Exercise aim:
Update the stretch from the start of the lines through the line containing "[533,315,542,331]", changing "somewhere in this image" to "anywhere in this photo" and leaving everything else the same. Return only those lines, and omit the pictures.

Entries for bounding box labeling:
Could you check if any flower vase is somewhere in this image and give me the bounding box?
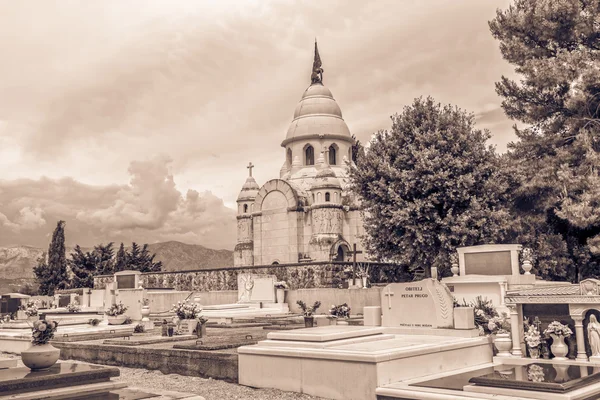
[494,333,512,357]
[142,306,150,322]
[277,288,285,304]
[527,346,540,360]
[21,343,60,371]
[550,333,569,360]
[304,317,315,328]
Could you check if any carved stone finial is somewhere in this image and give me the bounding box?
[310,39,323,85]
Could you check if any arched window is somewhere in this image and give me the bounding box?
[329,145,337,165]
[304,146,315,165]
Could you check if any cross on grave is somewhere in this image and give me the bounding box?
[533,315,542,332]
[349,243,362,278]
[383,286,394,309]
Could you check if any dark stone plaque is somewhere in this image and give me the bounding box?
[469,363,600,393]
[465,250,512,275]
[117,275,135,289]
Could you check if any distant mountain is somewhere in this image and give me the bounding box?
[148,242,233,271]
[0,241,233,293]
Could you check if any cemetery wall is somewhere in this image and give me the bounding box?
[94,262,412,292]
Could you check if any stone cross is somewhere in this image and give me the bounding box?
[383,286,394,308]
[533,315,542,331]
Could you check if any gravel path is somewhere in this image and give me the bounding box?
[0,353,327,400]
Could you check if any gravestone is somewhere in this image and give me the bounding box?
[238,274,276,303]
[381,279,454,328]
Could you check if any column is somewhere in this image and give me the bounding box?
[498,282,506,306]
[571,315,588,361]
[507,304,523,357]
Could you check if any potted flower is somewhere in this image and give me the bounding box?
[329,303,350,325]
[296,300,321,328]
[66,301,81,313]
[196,315,208,337]
[25,301,39,321]
[356,264,369,289]
[488,313,512,357]
[171,300,202,335]
[544,321,573,360]
[21,319,60,371]
[525,325,542,358]
[104,302,128,325]
[275,281,288,304]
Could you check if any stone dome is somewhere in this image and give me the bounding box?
[237,176,260,201]
[281,83,353,147]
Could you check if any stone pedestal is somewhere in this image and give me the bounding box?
[363,306,381,326]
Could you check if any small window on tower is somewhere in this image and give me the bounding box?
[329,145,337,165]
[305,146,315,165]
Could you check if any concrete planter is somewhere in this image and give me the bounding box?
[21,343,60,371]
[454,307,475,329]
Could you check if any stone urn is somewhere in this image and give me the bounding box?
[494,333,512,357]
[106,314,127,325]
[550,333,569,361]
[275,288,285,304]
[304,317,315,328]
[21,343,60,371]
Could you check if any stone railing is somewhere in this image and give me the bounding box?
[94,262,412,292]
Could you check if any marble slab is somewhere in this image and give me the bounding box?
[381,279,454,328]
[0,362,120,395]
[267,325,383,342]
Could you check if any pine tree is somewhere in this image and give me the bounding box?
[93,242,115,275]
[490,0,600,281]
[34,221,69,296]
[115,242,128,272]
[127,242,141,271]
[68,245,97,288]
[350,98,510,274]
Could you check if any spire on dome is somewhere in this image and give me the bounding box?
[310,38,323,85]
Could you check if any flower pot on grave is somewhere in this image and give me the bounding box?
[494,333,512,357]
[179,319,198,335]
[21,343,60,371]
[550,333,569,360]
[304,317,315,328]
[142,306,150,322]
[276,288,285,304]
[106,314,127,325]
[196,322,206,337]
[527,346,540,360]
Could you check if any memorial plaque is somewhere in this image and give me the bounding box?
[117,275,135,289]
[381,279,454,328]
[465,250,512,275]
[238,274,275,303]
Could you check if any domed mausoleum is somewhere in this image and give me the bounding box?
[234,43,364,266]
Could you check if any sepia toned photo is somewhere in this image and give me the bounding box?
[0,0,600,400]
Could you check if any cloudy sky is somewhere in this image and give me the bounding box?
[0,0,514,249]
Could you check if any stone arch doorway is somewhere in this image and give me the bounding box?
[332,242,350,262]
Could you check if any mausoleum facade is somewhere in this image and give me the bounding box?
[234,43,364,266]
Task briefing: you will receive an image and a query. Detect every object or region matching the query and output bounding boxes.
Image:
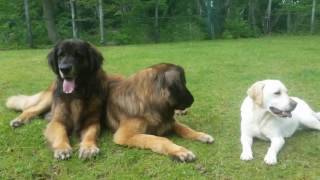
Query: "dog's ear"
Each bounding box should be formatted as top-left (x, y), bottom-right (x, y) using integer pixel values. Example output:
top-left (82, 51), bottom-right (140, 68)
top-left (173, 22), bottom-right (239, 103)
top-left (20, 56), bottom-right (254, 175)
top-left (89, 44), bottom-right (103, 72)
top-left (47, 44), bottom-right (59, 74)
top-left (247, 81), bottom-right (265, 106)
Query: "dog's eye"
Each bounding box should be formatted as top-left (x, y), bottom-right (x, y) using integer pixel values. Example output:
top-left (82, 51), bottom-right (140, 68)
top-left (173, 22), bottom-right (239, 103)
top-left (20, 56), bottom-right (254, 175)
top-left (274, 91), bottom-right (281, 96)
top-left (58, 52), bottom-right (64, 57)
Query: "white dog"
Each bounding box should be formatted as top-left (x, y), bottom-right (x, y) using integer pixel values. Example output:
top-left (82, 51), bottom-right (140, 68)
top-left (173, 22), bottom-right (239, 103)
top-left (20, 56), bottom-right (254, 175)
top-left (240, 80), bottom-right (320, 165)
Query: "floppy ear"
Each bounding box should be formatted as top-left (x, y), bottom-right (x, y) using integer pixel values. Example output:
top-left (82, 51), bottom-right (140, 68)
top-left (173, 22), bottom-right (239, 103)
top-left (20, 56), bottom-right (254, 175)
top-left (89, 44), bottom-right (103, 72)
top-left (47, 45), bottom-right (59, 74)
top-left (247, 81), bottom-right (264, 106)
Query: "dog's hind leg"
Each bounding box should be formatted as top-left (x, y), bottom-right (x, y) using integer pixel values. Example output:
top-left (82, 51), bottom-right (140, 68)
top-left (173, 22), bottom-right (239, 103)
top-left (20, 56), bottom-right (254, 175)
top-left (113, 119), bottom-right (196, 162)
top-left (10, 91), bottom-right (52, 128)
top-left (173, 121), bottom-right (214, 143)
top-left (300, 112), bottom-right (320, 130)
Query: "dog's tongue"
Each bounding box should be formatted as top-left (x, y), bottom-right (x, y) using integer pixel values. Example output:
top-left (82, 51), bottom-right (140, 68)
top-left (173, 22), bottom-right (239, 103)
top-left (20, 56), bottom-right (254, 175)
top-left (282, 111), bottom-right (292, 118)
top-left (63, 79), bottom-right (75, 94)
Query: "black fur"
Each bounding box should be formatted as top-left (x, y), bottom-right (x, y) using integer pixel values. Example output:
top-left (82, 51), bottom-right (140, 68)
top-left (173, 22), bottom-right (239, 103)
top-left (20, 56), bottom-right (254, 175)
top-left (48, 39), bottom-right (105, 99)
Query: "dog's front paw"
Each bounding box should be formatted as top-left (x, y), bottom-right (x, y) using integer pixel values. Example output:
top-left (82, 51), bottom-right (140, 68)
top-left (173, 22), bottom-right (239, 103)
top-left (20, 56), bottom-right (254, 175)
top-left (170, 148), bottom-right (196, 162)
top-left (10, 118), bottom-right (24, 128)
top-left (240, 152), bottom-right (253, 161)
top-left (197, 133), bottom-right (214, 144)
top-left (174, 109), bottom-right (188, 116)
top-left (79, 145), bottom-right (100, 159)
top-left (264, 153), bottom-right (277, 165)
top-left (54, 147), bottom-right (72, 160)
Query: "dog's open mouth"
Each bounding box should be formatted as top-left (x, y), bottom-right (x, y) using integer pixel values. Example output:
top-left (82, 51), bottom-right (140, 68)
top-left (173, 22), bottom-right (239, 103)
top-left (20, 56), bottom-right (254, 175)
top-left (62, 79), bottom-right (75, 94)
top-left (270, 106), bottom-right (292, 118)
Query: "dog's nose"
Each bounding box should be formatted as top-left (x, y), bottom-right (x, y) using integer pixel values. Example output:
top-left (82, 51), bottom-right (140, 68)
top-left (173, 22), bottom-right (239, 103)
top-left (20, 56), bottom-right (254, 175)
top-left (290, 99), bottom-right (298, 110)
top-left (59, 64), bottom-right (72, 74)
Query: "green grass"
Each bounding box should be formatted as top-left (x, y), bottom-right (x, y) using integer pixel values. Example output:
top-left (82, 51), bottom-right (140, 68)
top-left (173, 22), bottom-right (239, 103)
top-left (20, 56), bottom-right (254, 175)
top-left (0, 36), bottom-right (320, 179)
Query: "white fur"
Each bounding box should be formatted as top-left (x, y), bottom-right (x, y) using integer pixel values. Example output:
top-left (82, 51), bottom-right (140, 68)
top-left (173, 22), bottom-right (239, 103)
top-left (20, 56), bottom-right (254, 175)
top-left (240, 80), bottom-right (320, 165)
top-left (6, 92), bottom-right (43, 111)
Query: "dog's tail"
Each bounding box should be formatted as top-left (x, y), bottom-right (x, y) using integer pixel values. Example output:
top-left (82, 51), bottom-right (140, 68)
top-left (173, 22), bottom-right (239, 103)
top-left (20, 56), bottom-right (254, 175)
top-left (6, 92), bottom-right (43, 111)
top-left (314, 112), bottom-right (320, 121)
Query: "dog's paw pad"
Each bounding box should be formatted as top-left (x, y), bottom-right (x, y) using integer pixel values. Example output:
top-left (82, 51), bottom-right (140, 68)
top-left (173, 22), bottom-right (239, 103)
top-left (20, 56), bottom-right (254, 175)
top-left (54, 148), bottom-right (72, 160)
top-left (171, 149), bottom-right (196, 162)
top-left (198, 133), bottom-right (214, 144)
top-left (10, 119), bottom-right (24, 128)
top-left (240, 153), bottom-right (253, 161)
top-left (264, 155), bottom-right (277, 165)
top-left (79, 146), bottom-right (100, 159)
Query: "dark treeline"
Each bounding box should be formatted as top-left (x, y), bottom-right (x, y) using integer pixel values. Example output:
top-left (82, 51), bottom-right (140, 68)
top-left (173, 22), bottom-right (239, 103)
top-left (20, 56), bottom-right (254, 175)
top-left (0, 0), bottom-right (320, 47)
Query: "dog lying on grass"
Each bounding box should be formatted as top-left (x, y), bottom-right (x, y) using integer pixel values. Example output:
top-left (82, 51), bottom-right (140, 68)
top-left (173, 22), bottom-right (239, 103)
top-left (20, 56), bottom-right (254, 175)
top-left (240, 80), bottom-right (320, 165)
top-left (7, 41), bottom-right (213, 162)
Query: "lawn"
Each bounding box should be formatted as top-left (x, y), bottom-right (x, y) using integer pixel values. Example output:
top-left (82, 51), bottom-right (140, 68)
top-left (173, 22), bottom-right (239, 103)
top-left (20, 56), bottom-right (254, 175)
top-left (0, 36), bottom-right (320, 179)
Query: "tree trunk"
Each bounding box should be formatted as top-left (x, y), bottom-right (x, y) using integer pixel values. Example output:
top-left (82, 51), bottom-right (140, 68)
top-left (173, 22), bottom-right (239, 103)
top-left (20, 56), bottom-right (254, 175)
top-left (154, 0), bottom-right (160, 42)
top-left (206, 0), bottom-right (214, 39)
top-left (70, 0), bottom-right (78, 38)
top-left (42, 0), bottom-right (59, 43)
top-left (248, 0), bottom-right (257, 32)
top-left (196, 0), bottom-right (202, 16)
top-left (264, 0), bottom-right (272, 34)
top-left (310, 0), bottom-right (316, 34)
top-left (98, 0), bottom-right (105, 44)
top-left (287, 10), bottom-right (292, 33)
top-left (24, 0), bottom-right (33, 48)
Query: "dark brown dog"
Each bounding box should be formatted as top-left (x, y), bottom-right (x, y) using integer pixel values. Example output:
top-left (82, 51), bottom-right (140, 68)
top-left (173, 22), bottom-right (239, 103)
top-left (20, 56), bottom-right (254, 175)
top-left (7, 40), bottom-right (107, 159)
top-left (107, 64), bottom-right (213, 162)
top-left (7, 60), bottom-right (213, 162)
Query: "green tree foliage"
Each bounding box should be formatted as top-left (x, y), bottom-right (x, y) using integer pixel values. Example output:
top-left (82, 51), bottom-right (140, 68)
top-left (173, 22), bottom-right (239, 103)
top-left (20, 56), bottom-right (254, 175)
top-left (0, 0), bottom-right (320, 47)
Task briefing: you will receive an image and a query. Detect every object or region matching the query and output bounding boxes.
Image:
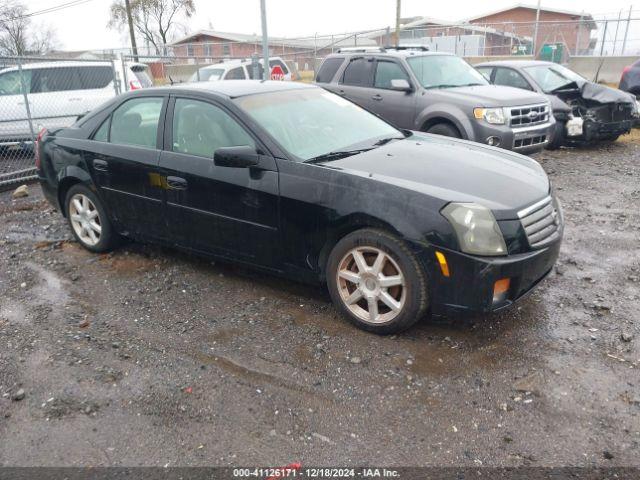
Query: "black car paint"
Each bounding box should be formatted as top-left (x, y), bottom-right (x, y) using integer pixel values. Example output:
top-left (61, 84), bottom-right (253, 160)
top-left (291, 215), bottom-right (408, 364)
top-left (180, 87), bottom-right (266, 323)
top-left (38, 81), bottom-right (559, 314)
top-left (475, 60), bottom-right (636, 143)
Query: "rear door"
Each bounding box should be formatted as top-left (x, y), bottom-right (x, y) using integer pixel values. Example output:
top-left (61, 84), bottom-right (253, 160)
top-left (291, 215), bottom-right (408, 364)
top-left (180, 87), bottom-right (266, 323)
top-left (85, 95), bottom-right (167, 239)
top-left (334, 56), bottom-right (375, 108)
top-left (0, 69), bottom-right (31, 143)
top-left (160, 96), bottom-right (280, 266)
top-left (366, 58), bottom-right (416, 128)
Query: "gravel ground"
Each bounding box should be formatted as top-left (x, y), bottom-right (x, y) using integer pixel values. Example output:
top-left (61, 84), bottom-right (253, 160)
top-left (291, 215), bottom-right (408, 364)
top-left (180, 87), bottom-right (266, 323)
top-left (0, 140), bottom-right (640, 466)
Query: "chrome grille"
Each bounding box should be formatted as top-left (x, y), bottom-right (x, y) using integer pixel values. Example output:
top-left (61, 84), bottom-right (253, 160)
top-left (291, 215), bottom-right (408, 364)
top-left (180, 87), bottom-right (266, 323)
top-left (510, 103), bottom-right (549, 128)
top-left (518, 197), bottom-right (562, 248)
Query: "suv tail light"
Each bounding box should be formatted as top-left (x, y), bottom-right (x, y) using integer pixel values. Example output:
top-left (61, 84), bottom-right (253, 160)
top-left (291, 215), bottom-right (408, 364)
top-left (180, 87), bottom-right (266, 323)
top-left (33, 128), bottom-right (47, 170)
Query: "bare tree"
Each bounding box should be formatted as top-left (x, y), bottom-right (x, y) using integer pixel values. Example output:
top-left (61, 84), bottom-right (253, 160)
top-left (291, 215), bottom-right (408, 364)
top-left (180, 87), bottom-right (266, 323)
top-left (0, 0), bottom-right (30, 55)
top-left (0, 0), bottom-right (58, 55)
top-left (109, 0), bottom-right (196, 53)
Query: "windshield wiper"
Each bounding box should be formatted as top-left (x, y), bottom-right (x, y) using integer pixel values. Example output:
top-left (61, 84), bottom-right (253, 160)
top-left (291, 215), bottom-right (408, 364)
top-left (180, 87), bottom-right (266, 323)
top-left (303, 148), bottom-right (373, 163)
top-left (374, 137), bottom-right (405, 147)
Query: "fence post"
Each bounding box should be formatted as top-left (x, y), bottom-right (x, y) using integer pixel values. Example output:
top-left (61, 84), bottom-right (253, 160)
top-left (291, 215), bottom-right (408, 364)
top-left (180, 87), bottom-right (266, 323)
top-left (111, 58), bottom-right (120, 95)
top-left (18, 57), bottom-right (36, 144)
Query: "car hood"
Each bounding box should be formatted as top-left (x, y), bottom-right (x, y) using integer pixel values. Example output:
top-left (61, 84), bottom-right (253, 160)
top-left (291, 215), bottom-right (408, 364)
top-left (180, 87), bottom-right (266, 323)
top-left (324, 133), bottom-right (549, 220)
top-left (426, 85), bottom-right (546, 107)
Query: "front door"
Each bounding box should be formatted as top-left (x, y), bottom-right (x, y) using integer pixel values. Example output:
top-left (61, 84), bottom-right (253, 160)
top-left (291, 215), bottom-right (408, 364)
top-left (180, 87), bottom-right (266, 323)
top-left (160, 97), bottom-right (279, 266)
top-left (366, 59), bottom-right (416, 129)
top-left (85, 96), bottom-right (166, 239)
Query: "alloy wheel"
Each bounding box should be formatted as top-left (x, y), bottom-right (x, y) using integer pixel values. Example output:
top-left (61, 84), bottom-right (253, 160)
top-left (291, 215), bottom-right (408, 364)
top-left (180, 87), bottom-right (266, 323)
top-left (69, 193), bottom-right (102, 247)
top-left (336, 247), bottom-right (407, 324)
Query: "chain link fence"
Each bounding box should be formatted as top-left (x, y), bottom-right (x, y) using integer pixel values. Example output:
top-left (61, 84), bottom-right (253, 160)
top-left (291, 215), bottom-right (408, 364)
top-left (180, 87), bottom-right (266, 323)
top-left (0, 16), bottom-right (640, 187)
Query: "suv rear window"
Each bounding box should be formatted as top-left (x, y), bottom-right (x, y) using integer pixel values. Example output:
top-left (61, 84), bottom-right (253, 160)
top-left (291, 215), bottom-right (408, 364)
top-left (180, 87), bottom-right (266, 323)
top-left (131, 66), bottom-right (153, 88)
top-left (78, 65), bottom-right (113, 89)
top-left (316, 58), bottom-right (344, 83)
top-left (342, 58), bottom-right (373, 87)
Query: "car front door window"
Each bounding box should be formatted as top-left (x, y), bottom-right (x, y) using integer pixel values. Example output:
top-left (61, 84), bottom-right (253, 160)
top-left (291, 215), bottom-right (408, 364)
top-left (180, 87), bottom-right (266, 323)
top-left (173, 98), bottom-right (255, 158)
top-left (493, 68), bottom-right (531, 90)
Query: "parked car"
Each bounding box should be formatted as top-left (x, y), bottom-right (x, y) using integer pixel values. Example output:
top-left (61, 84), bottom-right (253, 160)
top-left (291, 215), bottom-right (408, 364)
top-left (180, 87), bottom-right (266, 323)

Solution:
Could you check if any flower vase is anywhere in this photo and give me the bounding box?
[494,333,512,357]
[142,306,150,322]
[277,288,285,304]
[527,346,540,360]
[21,343,60,371]
[550,333,569,360]
[304,317,315,328]
Could you check if any carved stone finial is anywhere in this photo and give me the bounding box?
[310,39,323,85]
Could you check if any arched window is anywhere in this photo and give me the bounding box?
[329,145,337,165]
[304,146,315,165]
Could you check if any cross on grave is anywhere in this photo and give me the bounding box?
[533,315,542,332]
[349,243,362,278]
[383,286,394,309]
Could you check if any dark stone plaque is anywhere in this photo and give me the bounding box?
[469,363,600,393]
[465,250,512,275]
[117,275,135,289]
Could you check if any distant mountain is anywhere in this photo and give me the bounding box?
[148,242,233,271]
[0,241,233,293]
Could you check if any cemetery wall is anywhere in this photo and give me the bounding box?
[94,262,412,292]
Could you check if any stone cross is anywhere in this photo and give me the bounding box?
[383,286,394,308]
[533,315,542,331]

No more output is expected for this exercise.